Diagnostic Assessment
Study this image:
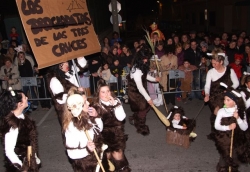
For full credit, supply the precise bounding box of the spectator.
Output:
[4,46,17,62]
[34,66,51,110]
[226,40,237,64]
[110,59,123,93]
[208,35,221,51]
[120,45,134,73]
[14,45,35,70]
[221,32,229,47]
[131,40,139,56]
[229,54,243,81]
[244,36,250,45]
[184,39,201,67]
[10,26,21,47]
[88,55,101,94]
[113,42,122,55]
[110,32,122,46]
[242,44,250,72]
[173,35,180,46]
[108,46,119,65]
[101,47,113,64]
[0,43,7,56]
[231,33,238,42]
[0,58,22,90]
[175,43,184,67]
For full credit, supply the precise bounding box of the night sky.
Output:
[123,0,158,19]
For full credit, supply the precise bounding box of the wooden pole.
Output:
[228,129,234,172]
[84,128,105,172]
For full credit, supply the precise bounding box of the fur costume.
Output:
[65,117,103,172]
[167,107,196,138]
[215,111,250,172]
[1,113,40,172]
[208,67,233,139]
[92,99,130,172]
[127,73,150,135]
[47,73,76,125]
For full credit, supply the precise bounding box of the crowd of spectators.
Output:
[0,27,250,109]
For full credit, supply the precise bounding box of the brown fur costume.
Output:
[208,67,233,139]
[127,73,150,135]
[1,113,39,172]
[92,99,130,172]
[215,117,250,172]
[65,117,103,172]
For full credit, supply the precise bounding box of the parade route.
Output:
[0,99,250,172]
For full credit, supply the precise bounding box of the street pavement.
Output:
[0,100,250,172]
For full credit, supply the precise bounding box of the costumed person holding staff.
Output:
[0,87,41,172]
[47,57,87,124]
[204,49,239,139]
[62,87,103,172]
[92,80,131,172]
[127,45,160,136]
[214,83,250,172]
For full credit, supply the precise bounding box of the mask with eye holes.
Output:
[67,94,84,117]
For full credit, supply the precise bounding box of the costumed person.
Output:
[127,45,160,136]
[147,41,165,106]
[229,54,243,80]
[62,87,103,172]
[204,49,239,139]
[167,106,197,138]
[0,87,41,172]
[150,22,165,41]
[47,57,87,124]
[214,83,250,172]
[92,80,131,172]
[240,72,250,145]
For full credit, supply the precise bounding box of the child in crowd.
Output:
[214,83,250,172]
[167,106,197,138]
[229,54,243,80]
[110,59,123,93]
[179,59,197,103]
[101,62,111,84]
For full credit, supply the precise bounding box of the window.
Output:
[192,13,196,24]
[209,11,216,26]
[199,12,205,25]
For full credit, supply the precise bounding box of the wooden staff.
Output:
[27,146,32,167]
[83,128,105,172]
[154,55,168,114]
[228,129,234,172]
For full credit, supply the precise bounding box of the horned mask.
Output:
[67,94,84,117]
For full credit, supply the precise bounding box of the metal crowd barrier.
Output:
[20,77,51,100]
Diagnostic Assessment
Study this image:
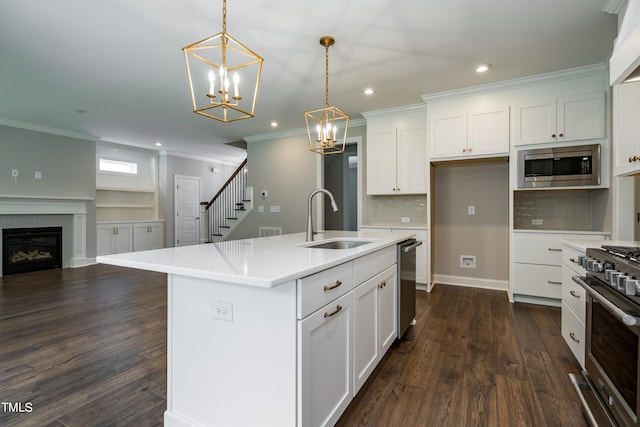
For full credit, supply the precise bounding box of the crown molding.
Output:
[422,63,609,103]
[242,118,367,142]
[0,117,98,142]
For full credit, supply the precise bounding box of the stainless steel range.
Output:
[569,245,640,427]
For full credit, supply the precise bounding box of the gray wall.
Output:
[0,125,96,258]
[159,154,239,247]
[230,134,318,239]
[432,162,509,280]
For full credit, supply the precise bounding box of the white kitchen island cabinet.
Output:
[98,232,413,427]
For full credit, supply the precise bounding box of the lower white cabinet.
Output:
[561,244,587,368]
[96,223,133,256]
[509,232,608,307]
[354,265,397,394]
[133,222,164,251]
[298,292,354,426]
[96,221,164,256]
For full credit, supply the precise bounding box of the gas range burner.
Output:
[602,245,640,262]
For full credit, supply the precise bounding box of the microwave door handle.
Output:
[572,276,640,326]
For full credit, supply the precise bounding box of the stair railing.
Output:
[205,159,247,242]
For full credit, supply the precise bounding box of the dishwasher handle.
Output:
[401,240,422,252]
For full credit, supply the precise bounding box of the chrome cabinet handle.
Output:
[324,305,342,318]
[324,280,342,292]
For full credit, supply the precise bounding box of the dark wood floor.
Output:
[0,265,586,427]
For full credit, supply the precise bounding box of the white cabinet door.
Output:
[353,276,381,394]
[366,128,396,195]
[429,111,467,159]
[354,264,397,395]
[396,127,429,194]
[557,92,605,141]
[378,265,398,357]
[512,92,605,145]
[613,82,640,175]
[512,98,556,145]
[467,106,509,156]
[298,292,354,427]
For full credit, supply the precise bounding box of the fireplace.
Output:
[2,227,62,275]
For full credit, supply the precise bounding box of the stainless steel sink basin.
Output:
[305,240,372,249]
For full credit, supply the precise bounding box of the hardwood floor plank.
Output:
[0,265,586,427]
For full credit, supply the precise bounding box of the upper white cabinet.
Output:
[613,82,640,175]
[428,105,509,160]
[511,92,605,145]
[364,109,428,195]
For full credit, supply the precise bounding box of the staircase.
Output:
[205,159,253,243]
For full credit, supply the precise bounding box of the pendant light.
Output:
[182,0,263,123]
[304,36,349,155]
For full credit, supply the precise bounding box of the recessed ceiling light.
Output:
[476,64,491,73]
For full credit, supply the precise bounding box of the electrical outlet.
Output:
[212,300,233,322]
[460,255,476,268]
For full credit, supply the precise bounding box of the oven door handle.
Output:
[572,276,640,326]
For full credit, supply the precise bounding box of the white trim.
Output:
[0,117,98,142]
[431,274,509,292]
[0,199,90,267]
[422,64,607,103]
[242,118,364,142]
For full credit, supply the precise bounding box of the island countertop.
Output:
[96,230,415,288]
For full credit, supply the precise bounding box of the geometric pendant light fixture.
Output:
[182,0,263,123]
[304,36,349,155]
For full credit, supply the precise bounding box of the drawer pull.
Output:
[324,305,342,317]
[324,280,342,292]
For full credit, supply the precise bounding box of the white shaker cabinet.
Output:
[429,106,509,160]
[561,244,587,368]
[298,292,354,426]
[354,264,397,393]
[133,222,164,251]
[367,125,428,195]
[613,82,640,175]
[511,92,605,145]
[96,223,133,256]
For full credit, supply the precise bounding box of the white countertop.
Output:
[562,239,640,252]
[96,231,415,288]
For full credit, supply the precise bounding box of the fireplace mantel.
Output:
[0,198,88,267]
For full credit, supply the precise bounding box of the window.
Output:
[98,158,138,175]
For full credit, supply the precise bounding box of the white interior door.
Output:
[174,175,200,246]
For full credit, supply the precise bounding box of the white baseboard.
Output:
[432,274,509,292]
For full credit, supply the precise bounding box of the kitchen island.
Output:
[97,232,413,427]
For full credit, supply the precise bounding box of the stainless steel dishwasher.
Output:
[398,239,422,338]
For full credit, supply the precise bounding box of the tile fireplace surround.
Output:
[0,199,89,276]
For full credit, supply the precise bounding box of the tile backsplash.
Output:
[513,190,606,231]
[363,194,427,226]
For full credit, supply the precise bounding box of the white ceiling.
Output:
[0,0,617,163]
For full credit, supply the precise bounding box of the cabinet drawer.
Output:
[512,264,562,300]
[297,261,353,319]
[562,246,587,276]
[562,266,587,323]
[561,304,586,368]
[353,245,398,283]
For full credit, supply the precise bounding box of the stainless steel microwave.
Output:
[518,144,600,188]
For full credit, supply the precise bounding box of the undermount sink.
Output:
[305,240,372,249]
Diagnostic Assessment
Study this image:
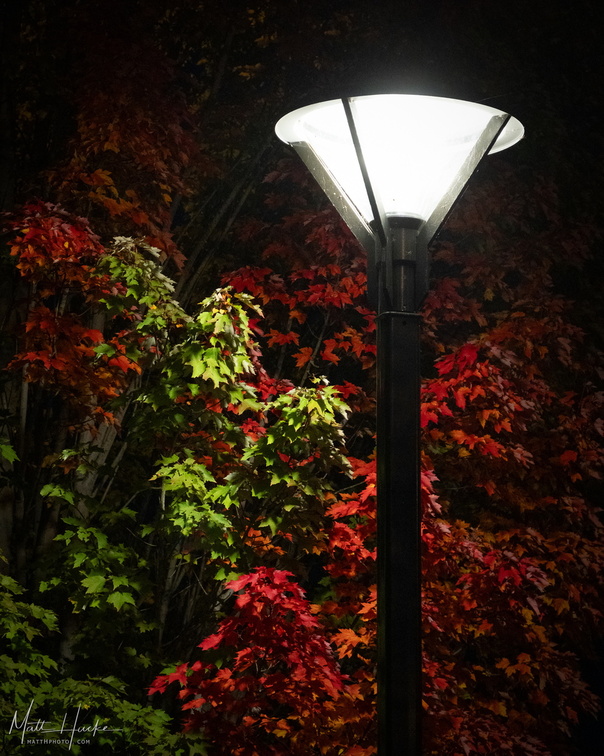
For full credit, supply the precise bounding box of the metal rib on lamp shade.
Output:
[275,94,524,223]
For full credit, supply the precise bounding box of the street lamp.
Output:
[276,94,524,756]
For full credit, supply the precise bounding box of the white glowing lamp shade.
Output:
[275,95,524,222]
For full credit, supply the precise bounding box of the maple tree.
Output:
[0,0,604,756]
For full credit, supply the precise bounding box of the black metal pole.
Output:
[377,226,422,756]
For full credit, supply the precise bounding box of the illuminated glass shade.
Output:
[275,95,524,222]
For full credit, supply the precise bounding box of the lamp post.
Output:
[276,94,524,756]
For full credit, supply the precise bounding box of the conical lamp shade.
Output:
[275,95,524,223]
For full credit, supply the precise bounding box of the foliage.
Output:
[0,0,604,756]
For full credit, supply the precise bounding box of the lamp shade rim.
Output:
[275,94,524,154]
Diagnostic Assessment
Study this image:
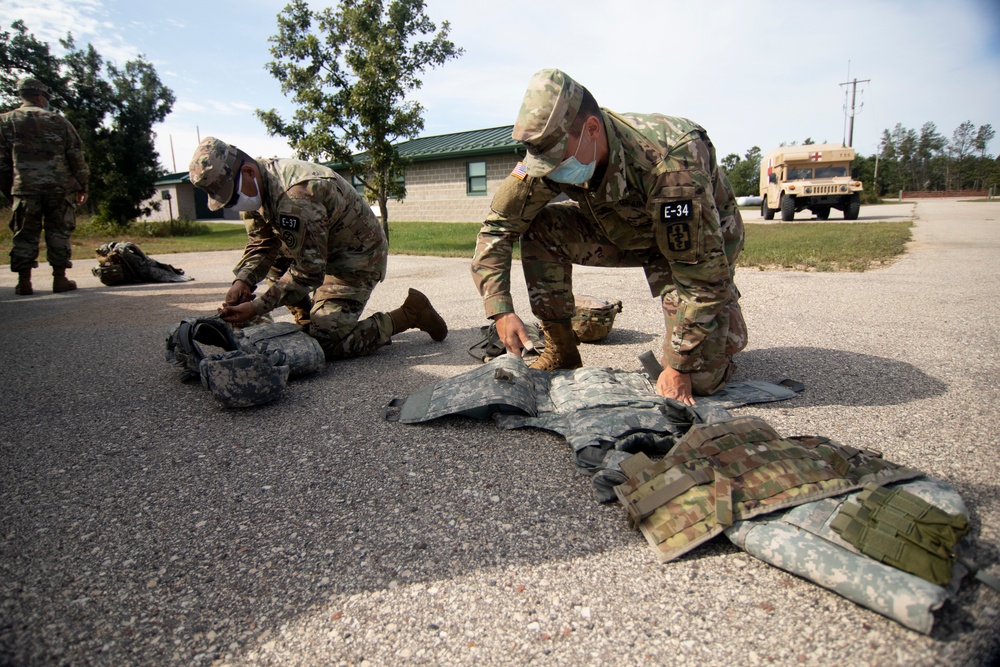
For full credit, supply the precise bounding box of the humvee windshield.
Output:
[816,167,847,178]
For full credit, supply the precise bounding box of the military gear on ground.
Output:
[167,316,240,374]
[573,294,622,343]
[17,76,52,98]
[830,485,969,586]
[531,322,583,371]
[285,296,312,327]
[236,322,326,378]
[726,477,967,634]
[198,350,289,408]
[52,266,76,292]
[14,269,35,296]
[91,241,193,285]
[615,417,921,562]
[387,354,796,494]
[389,287,448,342]
[469,322,545,363]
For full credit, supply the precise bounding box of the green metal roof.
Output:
[326,125,524,169]
[155,171,191,185]
[396,125,524,162]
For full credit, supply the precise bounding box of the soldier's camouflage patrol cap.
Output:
[17,76,52,98]
[511,69,584,177]
[188,137,240,211]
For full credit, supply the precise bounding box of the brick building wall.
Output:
[344,153,520,222]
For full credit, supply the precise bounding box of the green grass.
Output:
[389,219,482,259]
[0,209,912,271]
[739,222,913,271]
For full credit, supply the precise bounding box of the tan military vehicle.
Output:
[760,144,863,220]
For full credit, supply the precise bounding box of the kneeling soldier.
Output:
[189,137,448,360]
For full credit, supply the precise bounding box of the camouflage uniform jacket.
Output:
[233,159,389,314]
[0,102,90,195]
[472,109,743,368]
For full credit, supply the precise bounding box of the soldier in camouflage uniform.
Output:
[190,137,448,360]
[0,77,90,295]
[472,69,746,405]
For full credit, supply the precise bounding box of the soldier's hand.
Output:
[223,280,253,306]
[493,313,531,356]
[219,302,257,324]
[656,366,694,405]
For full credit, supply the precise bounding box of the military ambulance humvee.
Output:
[760,144,862,220]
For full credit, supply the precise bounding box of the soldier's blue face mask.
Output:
[227,171,261,211]
[545,133,597,185]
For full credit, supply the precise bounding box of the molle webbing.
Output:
[830,486,969,586]
[615,417,920,562]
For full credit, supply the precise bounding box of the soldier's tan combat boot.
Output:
[14,269,35,296]
[52,266,76,292]
[389,288,448,341]
[529,321,583,371]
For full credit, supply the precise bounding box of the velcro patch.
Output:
[667,222,692,252]
[660,199,694,223]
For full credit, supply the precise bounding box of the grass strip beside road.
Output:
[0,216,912,271]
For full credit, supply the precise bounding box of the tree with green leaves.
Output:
[722,146,761,197]
[0,20,175,227]
[257,0,463,236]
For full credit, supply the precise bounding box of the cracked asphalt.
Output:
[0,200,1000,665]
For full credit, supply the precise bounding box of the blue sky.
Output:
[0,0,1000,171]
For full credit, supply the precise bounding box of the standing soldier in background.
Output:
[472,69,747,405]
[189,137,448,360]
[0,77,90,295]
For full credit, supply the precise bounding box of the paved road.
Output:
[0,201,1000,665]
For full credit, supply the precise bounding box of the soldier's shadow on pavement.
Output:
[732,347,948,407]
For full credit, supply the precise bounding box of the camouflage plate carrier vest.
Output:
[615,417,921,562]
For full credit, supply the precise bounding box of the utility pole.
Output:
[840,67,871,146]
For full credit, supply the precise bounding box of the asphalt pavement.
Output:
[0,200,1000,665]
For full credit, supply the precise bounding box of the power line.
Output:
[840,74,871,146]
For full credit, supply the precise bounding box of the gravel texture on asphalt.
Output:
[0,201,1000,665]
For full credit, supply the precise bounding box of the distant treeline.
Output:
[722,121,1000,197]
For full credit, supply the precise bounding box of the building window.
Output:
[465,162,486,195]
[351,172,406,197]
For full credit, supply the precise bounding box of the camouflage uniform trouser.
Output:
[521,201,747,396]
[267,255,392,361]
[308,275,392,361]
[10,191,76,273]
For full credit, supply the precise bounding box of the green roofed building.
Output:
[328,125,524,222]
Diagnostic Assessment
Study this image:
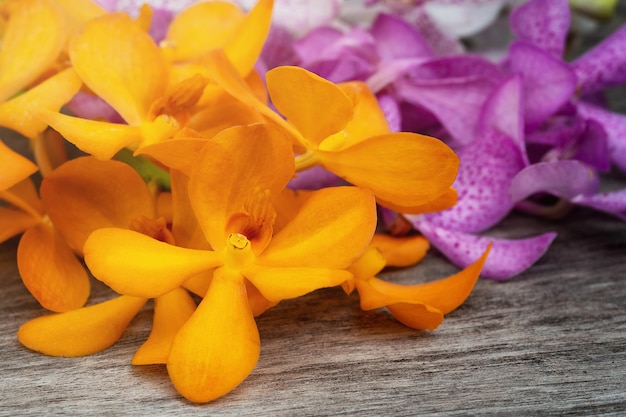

□ □ □ □ □ □ □

What to produce:
Convert the lines from the one containing "of the fireplace." through the one containing "[364,109,428,195]", inclusive, into a Markdown table with the columns Row and Line. Number each line in order and omit any blank lines.

Task response:
| Row | Line |
|---|---|
| 1 | For full credit, supply the precise bounding box of the fireplace. |
| 2 | Output: |
| 3 | [2,227,62,275] |
| 4 | For full credit, supply the precise bounding box of the stainless steel sink basin. |
| 5 | Output: |
| 6 | [305,240,372,249] |
| 7 | For full credit, supply the precise bounding box of the hardwood floor plank. |
| 8 | Output: |
| 9 | [0,265,586,427] |
| 10 | For full credit, supply the precise bounding box of the upper white cabinet. |
| 11 | Output: |
| 12 | [613,82,640,175] |
| 13 | [428,105,509,160] |
| 14 | [511,92,605,145] |
| 15 | [364,109,428,195] |